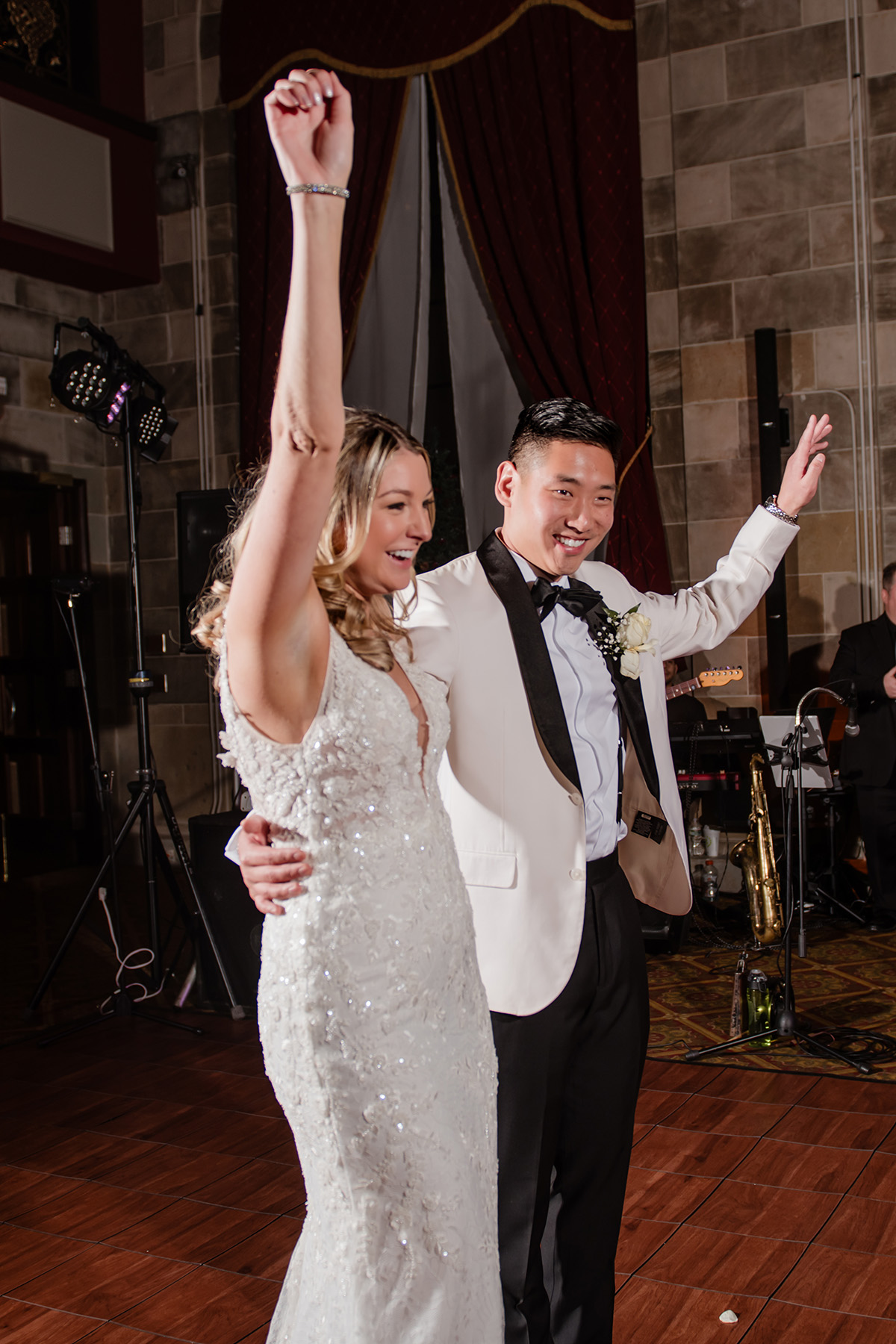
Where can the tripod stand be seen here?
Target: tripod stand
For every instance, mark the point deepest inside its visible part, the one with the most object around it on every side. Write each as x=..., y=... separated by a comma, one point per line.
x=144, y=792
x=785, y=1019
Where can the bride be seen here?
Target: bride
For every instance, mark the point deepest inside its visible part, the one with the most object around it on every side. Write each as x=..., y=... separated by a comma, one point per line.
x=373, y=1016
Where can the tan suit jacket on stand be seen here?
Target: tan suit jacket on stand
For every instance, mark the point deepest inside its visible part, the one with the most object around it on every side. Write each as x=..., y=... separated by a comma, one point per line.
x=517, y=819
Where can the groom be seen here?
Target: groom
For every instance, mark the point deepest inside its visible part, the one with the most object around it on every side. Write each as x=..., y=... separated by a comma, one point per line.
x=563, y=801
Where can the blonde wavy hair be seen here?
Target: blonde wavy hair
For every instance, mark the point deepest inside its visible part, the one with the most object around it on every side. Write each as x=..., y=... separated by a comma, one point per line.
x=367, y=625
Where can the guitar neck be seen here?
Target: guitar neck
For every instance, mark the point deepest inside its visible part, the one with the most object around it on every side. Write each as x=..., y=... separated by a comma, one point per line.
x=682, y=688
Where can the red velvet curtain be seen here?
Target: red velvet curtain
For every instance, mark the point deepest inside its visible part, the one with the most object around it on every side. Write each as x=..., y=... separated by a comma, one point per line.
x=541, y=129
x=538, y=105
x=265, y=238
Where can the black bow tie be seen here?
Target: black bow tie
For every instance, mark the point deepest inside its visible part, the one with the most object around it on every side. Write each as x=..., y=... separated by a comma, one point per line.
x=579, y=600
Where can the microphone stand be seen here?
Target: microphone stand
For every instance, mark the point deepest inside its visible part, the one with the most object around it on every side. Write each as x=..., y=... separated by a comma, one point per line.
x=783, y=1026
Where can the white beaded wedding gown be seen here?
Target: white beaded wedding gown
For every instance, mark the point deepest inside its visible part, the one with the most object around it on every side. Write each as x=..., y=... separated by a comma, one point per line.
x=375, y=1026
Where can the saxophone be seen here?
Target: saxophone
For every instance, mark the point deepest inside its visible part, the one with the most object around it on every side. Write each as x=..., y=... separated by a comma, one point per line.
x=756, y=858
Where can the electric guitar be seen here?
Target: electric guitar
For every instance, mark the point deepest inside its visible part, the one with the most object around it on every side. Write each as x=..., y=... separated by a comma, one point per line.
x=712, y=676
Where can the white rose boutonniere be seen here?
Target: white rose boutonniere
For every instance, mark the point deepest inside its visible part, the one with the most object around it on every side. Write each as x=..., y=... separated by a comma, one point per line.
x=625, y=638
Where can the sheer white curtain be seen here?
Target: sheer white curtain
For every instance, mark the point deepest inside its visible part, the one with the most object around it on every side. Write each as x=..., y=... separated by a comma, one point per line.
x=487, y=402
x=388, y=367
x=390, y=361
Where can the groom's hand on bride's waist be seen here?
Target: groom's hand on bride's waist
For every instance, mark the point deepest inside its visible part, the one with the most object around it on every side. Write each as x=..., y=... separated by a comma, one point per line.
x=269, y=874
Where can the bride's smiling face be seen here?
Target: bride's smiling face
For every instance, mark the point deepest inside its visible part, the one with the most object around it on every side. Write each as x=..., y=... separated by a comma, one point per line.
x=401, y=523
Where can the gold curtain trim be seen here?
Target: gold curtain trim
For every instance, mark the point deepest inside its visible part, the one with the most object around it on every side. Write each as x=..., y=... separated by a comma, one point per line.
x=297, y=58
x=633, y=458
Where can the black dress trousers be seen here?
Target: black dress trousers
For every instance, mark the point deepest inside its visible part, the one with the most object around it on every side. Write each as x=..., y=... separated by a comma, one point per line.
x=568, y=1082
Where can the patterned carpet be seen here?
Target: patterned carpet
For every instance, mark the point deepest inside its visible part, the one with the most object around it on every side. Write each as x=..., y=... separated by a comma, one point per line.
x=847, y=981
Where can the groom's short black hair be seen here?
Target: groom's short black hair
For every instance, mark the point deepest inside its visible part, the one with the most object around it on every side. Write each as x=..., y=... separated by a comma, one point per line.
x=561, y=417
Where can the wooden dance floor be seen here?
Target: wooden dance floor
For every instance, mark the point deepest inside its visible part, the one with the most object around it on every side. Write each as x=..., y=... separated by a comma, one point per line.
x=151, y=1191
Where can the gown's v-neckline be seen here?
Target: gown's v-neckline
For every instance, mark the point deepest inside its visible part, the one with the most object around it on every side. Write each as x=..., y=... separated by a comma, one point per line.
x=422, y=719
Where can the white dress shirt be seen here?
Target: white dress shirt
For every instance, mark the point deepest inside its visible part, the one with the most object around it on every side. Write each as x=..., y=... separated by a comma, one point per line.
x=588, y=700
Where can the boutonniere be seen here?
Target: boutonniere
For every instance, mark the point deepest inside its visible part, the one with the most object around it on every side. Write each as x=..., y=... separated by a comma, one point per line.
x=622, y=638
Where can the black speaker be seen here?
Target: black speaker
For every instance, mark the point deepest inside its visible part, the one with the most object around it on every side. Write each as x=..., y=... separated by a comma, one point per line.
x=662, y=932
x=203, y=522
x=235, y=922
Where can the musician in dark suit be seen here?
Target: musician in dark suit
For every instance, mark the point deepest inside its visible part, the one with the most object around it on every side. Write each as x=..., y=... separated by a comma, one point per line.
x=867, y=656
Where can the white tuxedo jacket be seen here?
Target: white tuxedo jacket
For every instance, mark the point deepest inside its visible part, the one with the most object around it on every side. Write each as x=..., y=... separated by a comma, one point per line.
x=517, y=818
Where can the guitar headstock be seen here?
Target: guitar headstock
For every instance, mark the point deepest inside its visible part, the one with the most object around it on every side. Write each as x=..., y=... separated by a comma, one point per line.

··········

Work task - Without including any pictures, reproduce the data exactly.

Written response -
Where can the tripod stand be seen here?
Target: tripod stand
For every instance, mark the point deepest inside its visible part, the one with the most object around it on every side. Write each as x=..., y=... separated by a comma, one point per line.
x=144, y=792
x=785, y=1019
Where can the bride be seen here?
Target: bride
For every instance, mark the point deepest inside its visible part, the one with the most object around it on every side. Write each as x=..., y=... separated by a comma, one point per line.
x=373, y=1016
Where can the tan suit jacket on stand be seen here?
Target: tan suit jacket on stand
For every instance, mark the point deepest inside its visible part, the one with the most object around it on every side. Write each as x=..., y=... separated by a comma, one point per line.
x=517, y=819
Where can the groom be seen here?
Target: groom
For every instance, mark the point deepest inside its visible part, the one with the most object around it on every side. Write each as x=..., y=... separated by a comma, one point per line.
x=563, y=801
Where can the blonde wavy hair be seen here?
Target: blonde wavy hair
For every instance, mark the point deepest inside its visible part, the one with the most object around it on every side. Write each as x=..., y=... separated by a comma, one point per line.
x=367, y=625
Where can the guitar neck be seen here?
Target: guitar neck
For every instance, mark the point deepest inside its visible part, the one with the most object around it on every side. Write each as x=..., y=... separated by a comma, one point per line.
x=682, y=688
Where can the red velvet curtain be seen here?
Target: red velvet curtain
For every instance, mark the point deepest inside its visible part, the one with the most object around it on every side. Write each as x=..., y=... separated by a comma, one point per line.
x=541, y=129
x=538, y=105
x=265, y=238
Where can the black bow tie be seen here?
Target: black bow tie
For every instance, mark the point deepest inside its visible part, the one with the most object around it on every side. Write each as x=..., y=... separated by a comma, one point per line.
x=579, y=600
Where can the microphone stand be seen here?
Target: microphone stand
For every instance, mark the point deepest inside its visible part, the one with the most object around it on every side. Write each as x=..., y=... separated by a comma, one point per line.
x=783, y=1026
Where can the white beaded wedding gown be seen here?
Target: white beaded wedding gown
For every instance, mark the point deepest inside its visible part, the one with the most object around it on every side. Write each as x=..., y=... separated by a comma, one point per line.
x=375, y=1026
Where can the saxophone be seen here?
Target: saxophone
For every instance, mark the point deepest inside its visible part, the one with the most object around it on every side. Write each as x=..., y=... separated by a comma, one point per line.
x=756, y=858
Where can the electric guitar be seen here?
Target: electric guitar
For every instance, mark the point deepest inside its visible part, the one with the most object around it on every side. Write each as x=..., y=... separated by a comma, one point per line.
x=712, y=676
Where can the white rose boutonniere be seen here?
Target: white rose boutonniere
For every instance, mark the point deepest inside its visible part, the one with the most object around it on every side. Write each as x=..., y=... separated by a comma, one point per line.
x=625, y=638
Where can the sheer white curtain be seen here?
Target: sheer white curtain
For every instance, mark the point deepest inside its visible part, the one with the most object around it on every side. Write each as x=..., y=... separated by a comma, one point per line.
x=487, y=402
x=388, y=367
x=390, y=361
Where can the groom's hand on bride's waist be seen here?
Target: groom's hand on bride's waist
For every instance, mark the point deepest inside its visible part, the one with the most object around it on every side. Write each as x=..., y=... separated by a comma, one point per line.
x=269, y=874
Where can the bride's smiling face be seen here?
Target: bride's smiling face
For every instance, mark the point deepest inside its visible part, the one with the most object around it on every side. Write each as x=..., y=... separated by a comma, one point per line.
x=401, y=523
Where can the gold curtain trim be seen here?
Target: gold curtain trim
For every instance, mark the point deepest inside its visible part, the one with the most object around it on every side. Write each as x=..., y=... separated by a comma, one point per line.
x=297, y=58
x=633, y=458
Where can the black dress trousers be seen here?
Target: black dress trousers
For every instance, mark the point deepest inside its visible part, the one with the most object around it on every side. Write each as x=..., y=... separated by a comma, one point per line.
x=568, y=1082
Where can the patterned carpet be seen here?
Target: patterned carpet
For every instance, mark the point deepest inside its visible part, the one with the most object around it on every side. Write each as x=..., y=... separated by a comma, one point per line.
x=847, y=981
Where can the groom's short black hair be seen here?
Target: groom's short black hair
For every instance, mark the point deepest inside its visible part, the one with the most object around it on every side. Write each as x=..., y=... separated by a comma, one point per line.
x=561, y=417
Where can the wooden dance floor be seen here?
Target: wooden dance floor
For every instance, mark the point deepest inside its visible part, the one with the most object around it on every side. Write each as x=..., y=... separated by a comma, one point per line.
x=151, y=1191
Where can the gown's v-neckline be seen here?
Target: gown's v-neckline
For every instance, mark the point deepest inside its visible part, the one with the most object around it on every side. Write each as x=..., y=... separated by a comma, one point per line.
x=422, y=719
Where can the white dress shirt be seen here?
Target: white dress shirt
For every instance, mark the point deepest inside its visible part, the one with the most object around it on every side. Write each as x=..., y=... separated by a comma, one point per line.
x=588, y=700
Where can the boutonniere be seen here?
Target: boutonniere
For every instance, mark the point deepest inside its visible part, the one with the most object around it on every side. Write each as x=..., y=... separated by a comma, one point per line.
x=622, y=638
Where can the black speaker be seen here?
Target: black speaker
For every instance, mark the point deepest inside its visible part, the one with the most object around it on every side. Write each as x=..., y=... separated by a comma, one point per line.
x=662, y=932
x=203, y=522
x=235, y=922
Where can the musician in dark suit be seen here?
Target: musician in dark suit
For every instance, mark the point deepest inside its visible part, the one with the most object around it on every side. Write each as x=..., y=... separated by a comma, one point per line.
x=867, y=656
Where can the white tuxedo jacket be seen here?
Target: white tuxedo jacket
For every instance, mark the point deepest inside its visible part, the one with the most object around it on every side. Write each as x=..., y=... separated by a comma, one point per line.
x=517, y=818
Where can the guitar headstock be seen here?
Target: guitar headstock
For every instance, mark the point deepest inside its visible part, the one with the most object around it on every side. Write each as x=..., y=... separated by a comma, one point per line.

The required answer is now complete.